# start of INPUT ROWS

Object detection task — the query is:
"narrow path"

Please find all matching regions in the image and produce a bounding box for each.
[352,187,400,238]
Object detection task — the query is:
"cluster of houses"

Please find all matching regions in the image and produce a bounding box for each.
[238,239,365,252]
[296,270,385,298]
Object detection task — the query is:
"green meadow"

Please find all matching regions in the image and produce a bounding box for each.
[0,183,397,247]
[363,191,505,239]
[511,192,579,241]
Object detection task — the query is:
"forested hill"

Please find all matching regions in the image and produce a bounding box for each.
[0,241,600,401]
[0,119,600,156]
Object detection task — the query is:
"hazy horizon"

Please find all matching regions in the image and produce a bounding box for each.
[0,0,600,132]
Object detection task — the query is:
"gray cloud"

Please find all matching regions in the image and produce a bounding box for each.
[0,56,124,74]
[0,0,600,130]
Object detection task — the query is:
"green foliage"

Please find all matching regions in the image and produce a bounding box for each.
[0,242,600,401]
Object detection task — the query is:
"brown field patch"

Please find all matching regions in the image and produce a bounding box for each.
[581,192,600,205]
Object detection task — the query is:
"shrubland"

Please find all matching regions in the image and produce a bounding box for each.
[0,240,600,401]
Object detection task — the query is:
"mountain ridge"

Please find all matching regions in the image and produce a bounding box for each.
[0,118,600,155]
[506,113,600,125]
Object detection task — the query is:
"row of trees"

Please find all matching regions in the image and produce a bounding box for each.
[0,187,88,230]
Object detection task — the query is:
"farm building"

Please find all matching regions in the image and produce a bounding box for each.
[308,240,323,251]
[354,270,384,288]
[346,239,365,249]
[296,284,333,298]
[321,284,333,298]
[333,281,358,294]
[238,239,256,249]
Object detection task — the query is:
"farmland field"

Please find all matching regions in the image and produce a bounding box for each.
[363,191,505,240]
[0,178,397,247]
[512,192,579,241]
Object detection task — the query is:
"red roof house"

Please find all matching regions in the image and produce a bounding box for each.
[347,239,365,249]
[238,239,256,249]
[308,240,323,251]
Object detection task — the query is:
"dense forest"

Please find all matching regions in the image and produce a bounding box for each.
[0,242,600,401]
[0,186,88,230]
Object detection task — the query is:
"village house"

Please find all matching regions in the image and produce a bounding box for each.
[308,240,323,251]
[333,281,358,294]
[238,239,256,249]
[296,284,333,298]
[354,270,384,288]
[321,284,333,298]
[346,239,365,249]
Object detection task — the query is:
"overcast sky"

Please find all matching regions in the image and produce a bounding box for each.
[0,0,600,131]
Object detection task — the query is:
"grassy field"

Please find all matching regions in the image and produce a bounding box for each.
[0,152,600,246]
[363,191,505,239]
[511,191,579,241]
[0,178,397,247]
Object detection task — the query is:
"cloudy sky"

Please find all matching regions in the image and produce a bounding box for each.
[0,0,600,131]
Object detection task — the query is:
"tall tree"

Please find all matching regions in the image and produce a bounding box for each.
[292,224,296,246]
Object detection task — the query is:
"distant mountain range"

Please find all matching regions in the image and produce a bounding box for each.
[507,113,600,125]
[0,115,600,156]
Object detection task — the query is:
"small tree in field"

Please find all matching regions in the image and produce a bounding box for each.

# end of INPUT ROWS

[WORK TO BE COMPLETED] Copy out all of the lines above word for word.

[ANSWER BELOW]
Object detection task — the query is:
"narrow path"

Please find all matching regions in the image and produce a bounding box for each.
[352,187,400,238]
Object detection task — the query is:
"cluster of houses"

Please find all matching regions in the image and produce a bounding box for each.
[238,239,365,252]
[296,270,385,298]
Object detection task — the query is:
"green meadow"

Please find all matching regions in the image and produce a bounding box for each.
[0,183,397,247]
[363,191,505,239]
[511,192,579,241]
Object detection task — the query is:
"forested hill"

Please find all matching regions in the image and produce a bounding box for each.
[0,241,600,401]
[0,119,600,156]
Object detection task — the query is:
"hazy horizon"

Please find all matching regions in the image and produce a bounding box for each.
[0,0,600,132]
Object detection task — the query is:
"gray cloud"

Please find all matching regions in the image and produce a bounding box for each.
[0,56,124,74]
[0,0,600,130]
Object detection task — the query is:
"green foliage"

Please find all matching regions in the image and produce a bounding box for each.
[0,242,600,401]
Object detection task — the query is:
"brown field patch"

Please find all matching regions in the image and produce a bounding box for each.
[581,192,600,205]
Object detection task — the query is:
"shrubland"

Please find all matching regions in the image and produce a bounding box for each.
[0,240,600,401]
Object detection task — the query is:
"mountain ridge"

Please find all matching regions in the image and produce a bounding box for each.
[0,118,600,155]
[506,113,600,125]
Object detection task — the query is:
"row of trees"

Please find all matching regions in the image and produce a bounding box for each.
[0,187,88,230]
Object detection task — the query is:
"farm building"

Please find all matching regions in the image and produce a bounding box for each.
[308,240,323,251]
[354,270,384,288]
[346,239,365,249]
[296,284,333,298]
[321,284,333,298]
[333,281,358,294]
[238,239,256,249]
Object detection task — the query is:
"farmland field"

Please find all matching regions in the image and produce a bounding box for each.
[363,191,505,240]
[0,178,397,247]
[512,192,579,241]
Object detection task — the query is:
"red roof house"

Please find all matching regions in the image and produce a bounding box for each.
[347,239,365,249]
[238,239,256,249]
[308,240,323,251]
Object detection task — the query is:
"dense forest"

Please find all matching regions in the image and produce a bounding box for each.
[0,242,600,401]
[0,186,88,230]
Object detection task — the query is:
"village house"

Please find all matching regions in the image and produce a bounding box for each.
[308,240,323,251]
[333,281,358,294]
[238,239,256,249]
[296,284,333,298]
[354,270,384,288]
[321,284,333,298]
[346,239,365,249]
Object detection task — the query is:
"overcast sky"

Please find all matching regions in the image and produce a bounding box for each.
[0,0,600,131]
Object detection task — the query is:
"grassy field"

Please find all matching regions in the image and produce a bounding box for each.
[0,152,600,246]
[363,191,505,239]
[511,191,579,241]
[0,178,397,247]
Object detection task — the query is:
"cloudy sky"

Please find all matching regions in the image and produce a bounding box for each.
[0,0,600,131]
Object detection task — the query is:
"tall tree"

Please find all matching regions in the image and produce a bounding box for each.
[292,224,296,246]
Object detection task — the query is:
"distant mountain range"

Please find all matching regions in the image and produce a bounding box for each.
[507,113,600,125]
[0,115,600,156]
Object detection task — the query is:
"small tree in field"

Please find all matching regions in the image and produce a bounding box for each.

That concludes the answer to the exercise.